Dataset entries:
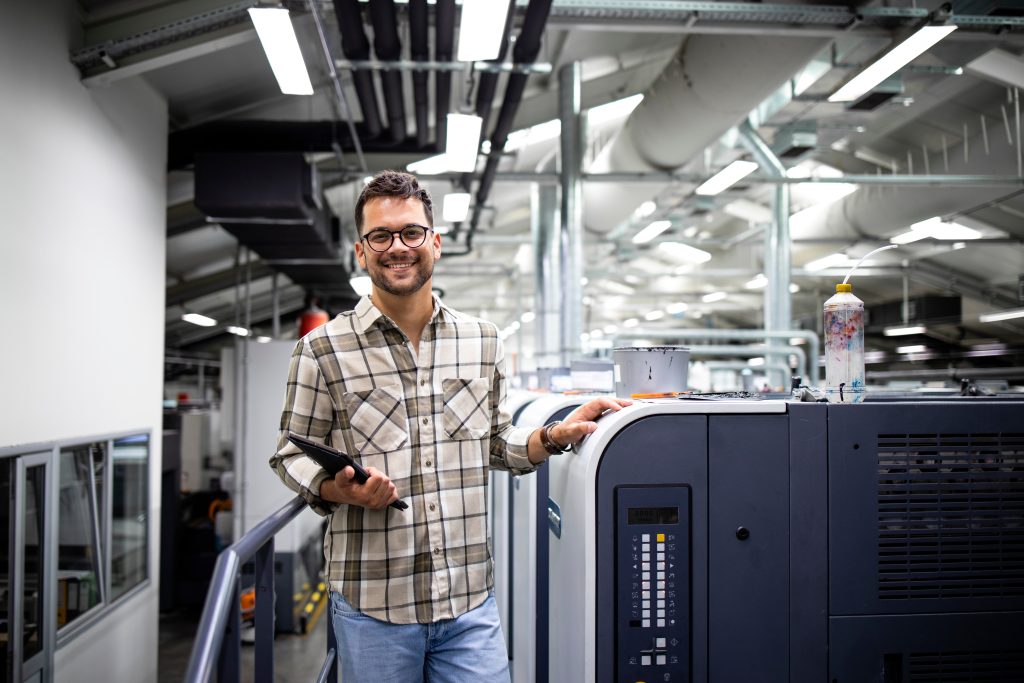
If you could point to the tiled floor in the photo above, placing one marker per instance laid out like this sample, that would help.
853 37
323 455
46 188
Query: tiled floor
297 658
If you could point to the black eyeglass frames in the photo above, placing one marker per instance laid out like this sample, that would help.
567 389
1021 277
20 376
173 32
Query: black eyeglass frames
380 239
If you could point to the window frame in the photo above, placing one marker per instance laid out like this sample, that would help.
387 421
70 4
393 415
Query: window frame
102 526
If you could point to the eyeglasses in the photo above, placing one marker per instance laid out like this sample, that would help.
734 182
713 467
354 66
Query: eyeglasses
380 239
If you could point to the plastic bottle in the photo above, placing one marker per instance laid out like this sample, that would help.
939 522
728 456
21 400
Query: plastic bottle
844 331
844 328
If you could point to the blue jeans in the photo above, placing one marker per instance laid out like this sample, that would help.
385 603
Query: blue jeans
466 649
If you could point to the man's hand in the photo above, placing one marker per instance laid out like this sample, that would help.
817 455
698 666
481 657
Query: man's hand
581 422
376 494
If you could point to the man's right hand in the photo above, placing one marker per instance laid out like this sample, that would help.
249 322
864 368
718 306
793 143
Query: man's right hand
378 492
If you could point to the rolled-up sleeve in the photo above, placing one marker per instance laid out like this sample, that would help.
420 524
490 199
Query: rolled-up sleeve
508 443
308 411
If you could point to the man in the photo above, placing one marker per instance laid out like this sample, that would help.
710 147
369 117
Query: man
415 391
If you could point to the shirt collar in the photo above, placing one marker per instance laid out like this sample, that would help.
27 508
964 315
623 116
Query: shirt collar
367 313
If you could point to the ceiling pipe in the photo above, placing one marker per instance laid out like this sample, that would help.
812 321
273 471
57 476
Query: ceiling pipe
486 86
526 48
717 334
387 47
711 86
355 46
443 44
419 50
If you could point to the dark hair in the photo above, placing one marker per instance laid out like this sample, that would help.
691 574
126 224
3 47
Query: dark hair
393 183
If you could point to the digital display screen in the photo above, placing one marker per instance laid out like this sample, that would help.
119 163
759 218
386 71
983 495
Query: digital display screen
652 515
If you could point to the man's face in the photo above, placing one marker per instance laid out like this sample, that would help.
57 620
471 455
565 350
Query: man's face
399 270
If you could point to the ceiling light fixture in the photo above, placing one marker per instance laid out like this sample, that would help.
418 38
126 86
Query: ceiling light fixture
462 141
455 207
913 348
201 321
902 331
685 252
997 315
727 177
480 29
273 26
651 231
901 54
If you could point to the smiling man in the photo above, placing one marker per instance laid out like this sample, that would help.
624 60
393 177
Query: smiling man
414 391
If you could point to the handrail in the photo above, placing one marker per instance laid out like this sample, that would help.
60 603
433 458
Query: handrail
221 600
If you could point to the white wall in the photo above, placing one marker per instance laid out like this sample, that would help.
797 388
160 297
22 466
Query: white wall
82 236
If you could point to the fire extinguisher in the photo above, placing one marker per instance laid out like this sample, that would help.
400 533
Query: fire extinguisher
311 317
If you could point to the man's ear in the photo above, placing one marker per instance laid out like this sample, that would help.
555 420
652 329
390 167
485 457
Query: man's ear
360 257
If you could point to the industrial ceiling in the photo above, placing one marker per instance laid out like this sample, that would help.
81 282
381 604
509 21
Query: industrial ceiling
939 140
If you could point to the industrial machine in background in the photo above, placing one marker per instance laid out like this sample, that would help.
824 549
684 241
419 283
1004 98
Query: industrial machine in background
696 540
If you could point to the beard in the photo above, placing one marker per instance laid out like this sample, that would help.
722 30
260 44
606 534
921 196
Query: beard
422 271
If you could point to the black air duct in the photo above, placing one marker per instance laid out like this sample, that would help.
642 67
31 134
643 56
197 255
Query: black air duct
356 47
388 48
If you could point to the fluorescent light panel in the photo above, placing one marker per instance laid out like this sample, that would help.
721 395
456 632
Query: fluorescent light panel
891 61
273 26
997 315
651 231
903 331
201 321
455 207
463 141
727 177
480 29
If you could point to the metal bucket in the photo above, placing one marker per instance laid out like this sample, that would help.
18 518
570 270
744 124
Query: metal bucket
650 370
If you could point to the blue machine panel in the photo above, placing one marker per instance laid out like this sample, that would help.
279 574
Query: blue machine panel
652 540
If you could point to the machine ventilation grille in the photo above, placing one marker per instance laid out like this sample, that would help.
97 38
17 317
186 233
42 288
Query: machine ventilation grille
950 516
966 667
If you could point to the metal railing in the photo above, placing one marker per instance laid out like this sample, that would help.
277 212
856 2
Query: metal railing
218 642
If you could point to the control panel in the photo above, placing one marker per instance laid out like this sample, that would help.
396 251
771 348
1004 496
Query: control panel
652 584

- [WHAT THE EXERCISE ASKS]: Each of the entries above must be copied exactly, but the pictures stay out.

- [RESULT FOR THIS TASK]:
If you could point to the tiled floor in the photo above, placing one marker per instance laid out like this sample, that would help.
853 37
323 455
46 188
Query: tiled floor
297 658
If you could point to the black eyeglass frames in the photo above, placing one marker per instance laid out like this sample, that would help.
567 389
1021 277
20 376
173 32
Query: black eyeglass frames
380 239
If you could point to the window frame in the photo above, placing one marker per instance laid out like this sample, that would help.
387 421
70 4
393 415
Query: window frame
102 526
If you could point to the eyeglasses in the photo above, placing one marker per instance laid out like this sample, that would help.
734 182
713 467
354 66
Query: eyeglasses
380 239
If you could point to the plastic bottle in the photo above, placing one marker per instance laid out like this sample, that would help.
939 522
728 456
21 400
Query: plastic bottle
844 331
844 328
If you could point to the blue jeans in the photo above, placing one marker per instance laid out like this sample, that would help.
385 603
Query: blue jeans
466 649
If you could point to the man's hand in the photo above, placing one marker per instance laid out like this sample, that would help.
817 455
698 666
481 657
Query: man's hand
581 422
376 494
If you could point to the man's right hand in the photo above, placing one marker per instance laid out like this sample, that would help.
249 322
864 368
718 306
793 143
Query: man's right hand
378 492
If you could point to the rolled-up sleeve in the photo above, placing one marker per instance laid out like this sample, that would help.
420 524
490 199
Query: rolled-up sleeve
508 443
308 411
If you could point to the man in the photo above, placing one marker per instance laid out like this sample, that would help.
710 147
369 117
Query: man
415 391
If you could point to the shirt collar in the photo above, placing one marker per instance laid out like this sample, that would help.
27 508
964 315
623 116
Query: shirt collar
367 313
If you could point to the ceiling pipe in the photo above, placing one marker per instance laid out like this sample, that would help.
812 321
273 471
57 476
Query: ceiling pipe
486 86
526 48
717 334
387 47
711 86
355 46
443 44
419 50
If you could point to the dark hair in the photo above, placing one marker per instance laid out like this sample, that would help.
691 574
126 224
3 47
Query: dark hair
393 183
If you could point to the digital display screen in the photo above, placing one marker per instance laid out like this sample, that would help.
119 163
759 218
386 71
983 495
Query: digital display screen
652 515
If you could point to the man's face in the photo above, placing one marker per instance laid out like this sample, that would help.
57 620
471 455
565 350
Query: man's face
399 270
If you could point to the ceiling light fixture in the photo above, placing one marker per instance laid out like this sample, that would help.
418 38
126 86
Query: ceiling light fixture
462 141
455 207
913 348
201 321
902 331
685 252
997 315
727 177
480 29
273 26
651 231
901 54
If you could point to the smiling man in the photo above, placing one marker per instance laid out like this sample, that would help.
624 60
393 177
Query: smiling man
414 391
If you could point to the handrail in the photo above, placing one marker per instance laid out like this sample, that would help.
60 603
433 458
Query: handrail
221 600
If you could point to the white wall in the photo above, placing one marker per instance laid out like this sample, that would help.
797 388
160 297
22 466
Query: white wall
82 236
If you could point to the fire extinguisher in the photo above, placing one marker per instance laid out like this sample, that would help.
400 533
Query: fire extinguisher
311 317
If you could point to the man's ear in the photo above, placing one marker per instance laid out like this sample, that would help.
555 420
652 329
390 167
485 457
Query: man's ear
360 257
If you could point to the industrial ceiling in the photo above, placing one marker per instance laid out like this sample, that would help.
81 282
381 604
509 21
Query: industrial ceiling
939 140
If you could point to the industrial machine in background in the photo above, placing one marker per instance laid out like this sample, that would help.
824 549
684 241
419 283
1004 98
Query: industrial machine in background
696 540
If you could point to the beard in the photo above, placing one marker per instance laid out like this sample, that would help.
722 30
260 44
606 534
921 196
Query: beard
422 271
If you could point to the black air duct in the photo above, placing one marker per instance laid out like this sample, that would help.
642 67
31 134
643 56
197 255
Query: black air duct
356 47
388 48
If you could point to the fluorescent light panel in the photo above, placing one marker per instance laid out like this sample, that would help.
721 395
456 632
Query: fluorescent light panel
891 61
273 26
997 315
651 231
903 331
201 321
455 207
463 141
727 177
480 29
If you could point to the metal bucket in the photo above, placing one marker per instance laid out like this sample, that would help.
18 518
570 270
744 124
Query: metal bucket
650 370
If you could point to the blue machine panel in the photo above, placing one marker per instance laid out like this sample, that would help.
279 574
Query: blue machine panel
652 540
If you could point to the machine ventilation grille in the photo above, placing one marker per instance laid out like this sample, that would help.
97 38
17 317
186 233
42 288
Query: machine ventilation grille
950 516
966 667
If you could point to the metal railing in the photo above, placing one marker per instance laid out like this sample, that would help.
277 212
856 2
Query: metal railing
218 642
If you could point to the control panel in the photo above, placing one marker per instance laid out like this sample, that would help.
396 251
771 348
1004 496
Query: control panel
652 584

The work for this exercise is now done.